CHALLENGE: Find each line in the material below that contains the string "Target", and copy every such line in full.

DATA EXCERPTS:
■ ■ ■

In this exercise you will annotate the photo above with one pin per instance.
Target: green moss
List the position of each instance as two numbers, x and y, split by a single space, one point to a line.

■ ■ ■

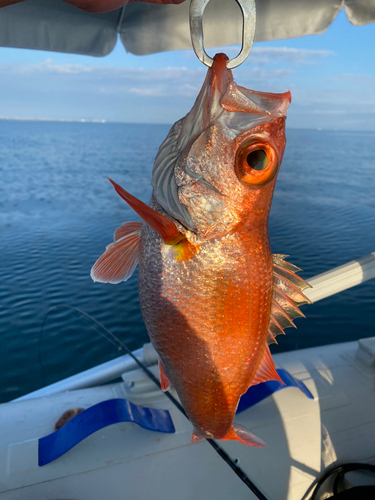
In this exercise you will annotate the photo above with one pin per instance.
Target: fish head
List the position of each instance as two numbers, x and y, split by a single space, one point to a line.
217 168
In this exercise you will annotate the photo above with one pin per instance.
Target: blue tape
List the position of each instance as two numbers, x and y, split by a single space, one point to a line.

■ ■ ■

WRITTEN ANSWER:
Target: green moss
Target: fish head
Target: blue tape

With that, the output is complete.